┏━━
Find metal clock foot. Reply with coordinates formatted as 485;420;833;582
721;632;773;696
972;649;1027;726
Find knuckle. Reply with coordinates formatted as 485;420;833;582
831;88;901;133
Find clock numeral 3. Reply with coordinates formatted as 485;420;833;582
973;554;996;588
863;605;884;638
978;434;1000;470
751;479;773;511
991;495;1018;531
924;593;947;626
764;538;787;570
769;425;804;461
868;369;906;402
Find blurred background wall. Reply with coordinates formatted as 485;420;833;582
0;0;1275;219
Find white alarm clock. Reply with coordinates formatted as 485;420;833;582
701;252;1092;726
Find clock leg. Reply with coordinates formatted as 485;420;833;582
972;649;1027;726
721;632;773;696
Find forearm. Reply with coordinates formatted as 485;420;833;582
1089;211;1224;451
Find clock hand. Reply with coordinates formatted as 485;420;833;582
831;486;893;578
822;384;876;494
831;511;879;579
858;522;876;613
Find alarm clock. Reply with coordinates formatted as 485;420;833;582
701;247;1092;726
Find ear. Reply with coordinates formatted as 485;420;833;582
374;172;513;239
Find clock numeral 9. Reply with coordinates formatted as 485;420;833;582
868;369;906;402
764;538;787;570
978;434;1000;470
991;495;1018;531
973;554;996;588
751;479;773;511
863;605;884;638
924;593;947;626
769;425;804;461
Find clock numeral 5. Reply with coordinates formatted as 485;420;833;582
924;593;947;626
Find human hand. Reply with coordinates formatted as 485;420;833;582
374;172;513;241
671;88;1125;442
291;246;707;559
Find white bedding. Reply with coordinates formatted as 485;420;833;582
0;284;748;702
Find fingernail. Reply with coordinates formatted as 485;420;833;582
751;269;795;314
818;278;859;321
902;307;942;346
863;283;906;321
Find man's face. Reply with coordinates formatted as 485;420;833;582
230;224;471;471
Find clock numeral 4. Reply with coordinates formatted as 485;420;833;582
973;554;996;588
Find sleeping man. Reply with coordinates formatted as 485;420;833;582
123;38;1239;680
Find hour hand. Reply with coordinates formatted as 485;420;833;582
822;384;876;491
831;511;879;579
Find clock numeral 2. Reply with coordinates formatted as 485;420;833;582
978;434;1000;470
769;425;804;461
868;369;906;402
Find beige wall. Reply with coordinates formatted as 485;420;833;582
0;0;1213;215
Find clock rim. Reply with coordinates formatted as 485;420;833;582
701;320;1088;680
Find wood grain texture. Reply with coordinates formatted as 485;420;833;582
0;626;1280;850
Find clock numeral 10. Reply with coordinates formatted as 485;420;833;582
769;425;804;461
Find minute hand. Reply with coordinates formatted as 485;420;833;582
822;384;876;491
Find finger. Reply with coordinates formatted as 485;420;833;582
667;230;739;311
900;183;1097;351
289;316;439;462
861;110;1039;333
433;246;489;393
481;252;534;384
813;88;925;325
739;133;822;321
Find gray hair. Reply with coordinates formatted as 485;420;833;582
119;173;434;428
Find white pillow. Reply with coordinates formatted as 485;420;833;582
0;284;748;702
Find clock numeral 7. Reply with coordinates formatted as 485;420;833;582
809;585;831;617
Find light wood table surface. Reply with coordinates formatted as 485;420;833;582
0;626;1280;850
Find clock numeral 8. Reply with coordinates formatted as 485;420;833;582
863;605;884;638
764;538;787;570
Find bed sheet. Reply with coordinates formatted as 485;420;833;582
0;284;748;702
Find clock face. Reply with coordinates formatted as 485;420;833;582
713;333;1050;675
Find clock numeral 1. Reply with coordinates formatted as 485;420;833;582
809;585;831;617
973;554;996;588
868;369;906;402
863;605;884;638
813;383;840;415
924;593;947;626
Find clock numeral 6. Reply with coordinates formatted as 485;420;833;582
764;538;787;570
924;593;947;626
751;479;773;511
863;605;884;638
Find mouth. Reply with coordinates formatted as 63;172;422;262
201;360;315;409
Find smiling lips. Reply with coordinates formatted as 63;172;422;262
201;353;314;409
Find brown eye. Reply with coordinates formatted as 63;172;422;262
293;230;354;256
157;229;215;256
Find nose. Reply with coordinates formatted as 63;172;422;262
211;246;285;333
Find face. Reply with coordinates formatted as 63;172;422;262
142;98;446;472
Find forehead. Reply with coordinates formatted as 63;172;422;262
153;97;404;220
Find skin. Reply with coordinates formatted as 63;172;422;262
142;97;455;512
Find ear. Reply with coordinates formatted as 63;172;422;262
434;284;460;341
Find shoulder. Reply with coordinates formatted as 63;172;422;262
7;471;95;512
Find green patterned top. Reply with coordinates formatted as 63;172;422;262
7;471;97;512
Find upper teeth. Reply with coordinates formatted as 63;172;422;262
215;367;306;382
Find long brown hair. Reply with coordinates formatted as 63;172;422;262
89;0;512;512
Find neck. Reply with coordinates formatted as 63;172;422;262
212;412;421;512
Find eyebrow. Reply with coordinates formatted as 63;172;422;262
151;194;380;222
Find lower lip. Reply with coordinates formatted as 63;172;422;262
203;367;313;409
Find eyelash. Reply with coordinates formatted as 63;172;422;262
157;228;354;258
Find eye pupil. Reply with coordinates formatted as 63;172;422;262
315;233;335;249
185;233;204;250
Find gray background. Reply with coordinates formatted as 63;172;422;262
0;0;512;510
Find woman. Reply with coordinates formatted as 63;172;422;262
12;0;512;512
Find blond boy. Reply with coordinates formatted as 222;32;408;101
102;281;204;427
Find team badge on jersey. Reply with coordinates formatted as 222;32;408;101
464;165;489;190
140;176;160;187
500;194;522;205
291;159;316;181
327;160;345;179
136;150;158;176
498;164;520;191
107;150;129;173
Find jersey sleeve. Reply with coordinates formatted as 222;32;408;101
┗━━
__YOUR TASK__: Can you rewrite all of these lines so that each "Reply with coordinates formatted as" becomes "Answer with a box in the form", with nothing else changed?

__SOLUTION TO THE EXERCISE__:
Find metal clock foot. Answer with a box in the form 485;420;833;582
721;632;773;696
972;649;1027;726
Find knuckle. Answer with a box in the form 485;420;833;582
831;88;901;133
Find clock numeral 3. Answer with a box in the form 485;420;833;582
973;554;996;588
863;605;884;638
978;434;1000;470
751;479;773;511
991;495;1018;531
924;593;947;626
764;538;787;570
769;425;804;461
868;369;906;402
Find blurred background wall. Answer with a box in the form 485;420;833;582
0;0;1275;219
Find white alarm clock. Answer with a box in the form 485;420;833;582
701;252;1092;726
Find clock leg. Answer with a box in the form 485;420;833;582
972;649;1027;726
721;632;773;696
Find forearm. Answer with a box in the form 485;420;833;582
1089;211;1224;451
Find clock hand. Answer with a box in the form 485;420;833;582
831;486;893;578
822;384;876;494
831;511;879;579
858;522;876;613
Find alarm clock. Answer with a box in the form 485;420;833;582
701;247;1092;726
Find ear. Answer with a box in the form 485;420;833;582
374;172;513;239
Find clock numeral 9. Answer with a box in the form 485;420;833;582
868;369;906;402
764;538;787;570
978;434;1000;470
991;495;1018;531
973;554;996;588
751;479;773;511
863;605;884;638
924;593;947;626
769;425;804;461
Find clock numeral 5. Answer with a box in the form 485;420;833;582
924;593;947;626
Find human hand. Answer with a box in the form 485;420;833;582
374;172;513;241
671;88;1125;442
291;246;707;559
Find white bedding. Answer with a box in the form 485;420;833;582
0;284;748;702
Find fingernail. Answer with a box in the form 485;420;833;582
751;269;795;314
818;278;859;321
902;307;942;346
863;283;906;321
Find man's face. Answer with a box in the form 485;420;833;582
230;224;471;471
Find clock numeral 4. Answer with a box in the form 485;420;833;582
973;554;996;588
Find sleeping man. Answer with a box in the form 485;420;833;582
123;38;1239;680
Find hour hand. Answer with a box in the form 485;420;833;582
822;384;876;491
831;511;879;579
Find clock numeral 2. Answer with a box in the form 485;420;833;582
978;434;1000;470
769;425;804;461
868;369;906;402
Find beige wall. Answer with a box in the form 485;420;833;582
0;0;1213;215
Find clock rim. Answer with a box in the form 485;420;833;582
701;320;1088;680
Find wood grain texture. Answer with a box in the form 485;420;833;582
0;626;1280;850
Find clock numeral 10. Answer with a box in the form 485;420;833;582
769;425;804;461
Find minute hand. Answer with a box in the form 485;420;833;582
822;384;876;491
Find finger. Answer with a box in the form 485;420;833;582
667;230;739;311
900;183;1097;351
289;316;439;462
861;110;1039;333
433;246;489;393
481;252;534;384
813;88;925;325
739;133;822;321
Find gray hair. Answer with a box in the form 485;420;833;582
119;173;434;428
Find white pillow. Answer with a box in the form 485;420;833;582
0;284;748;702
Find clock numeral 7. Answer with a box in the form 485;420;833;582
809;585;831;617
Find light wood table surface. Answer with a box in the form 485;420;833;582
0;626;1280;850
Find clock numeral 8. Answer with a box in the form 485;420;833;582
863;605;884;638
764;538;787;570
Find bed sheet. Answer with a box in the form 485;420;833;582
0;284;748;702
Find clock face. Answer with a box in the form 485;420;833;582
713;333;1050;675
Find clock numeral 1. Answer with a box in the form 485;420;833;582
809;585;831;617
973;554;996;588
868;369;906;402
863;605;884;638
813;383;840;415
924;593;947;626
Find clock numeral 6. Answer with a box in the form 485;420;833;582
764;538;787;570
924;593;947;626
751;479;773;511
863;605;884;638
Find mouth. Answer with a box in the form 63;172;422;262
201;360;315;409
Find smiling lips. Answer with a box in the form 63;172;422;262
201;353;314;409
Find brown eye. Answer with a box in the form 63;172;422;262
293;230;354;256
157;229;215;256
Find nose. Answer with a box in the form 63;172;422;262
211;246;285;333
Find face. Answer with a box in the form 63;172;422;262
142;98;446;472
Find forehead. Answer with a box in the form 63;172;422;262
153;97;404;220
Find skin. Answer with a box in the form 63;172;422;262
142;97;455;512
Find ear. Answer with a box in the form 63;172;422;262
434;284;460;341
Find shoulder. Answer with a box in the form 63;172;422;262
7;471;95;512
Find green patterned top. Answer with a box in the form 63;172;422;262
7;471;97;512
Find upper teeth. Answer with a box in the form 63;172;422;262
215;367;306;382
Find long brown hair. Answer with a box in the form 63;172;422;262
89;0;512;512
Find neck. Answer with a box in the form 63;172;422;262
212;412;421;512
Find eyebrow. Answer with a box in the form 63;172;422;262
151;194;380;222
Find lower lip. Answer with a box in the form 63;172;422;262
203;367;313;409
Find eyelash. Answer with a box in the form 63;172;422;262
157;228;354;258
Find eye pupil. Answer with a box in the form 63;172;422;262
315;233;335;249
185;233;204;250
Find gray background. Answer with a box in the form 63;172;422;262
0;0;512;510
Find woman. Answer with a box in the form 63;172;422;262
12;0;512;512
Find blond boy. Answer with a box in the form 222;32;408;101
102;281;204;427
Find team badge on jersey. Answer with a box in the form 222;32;408;101
464;165;489;190
140;176;160;187
500;194;522;205
291;159;316;181
327;160;345;179
136;150;158;176
498;164;520;191
107;150;129;173
Find jersey sleeve. Answer with a box in the form 222;32;408;101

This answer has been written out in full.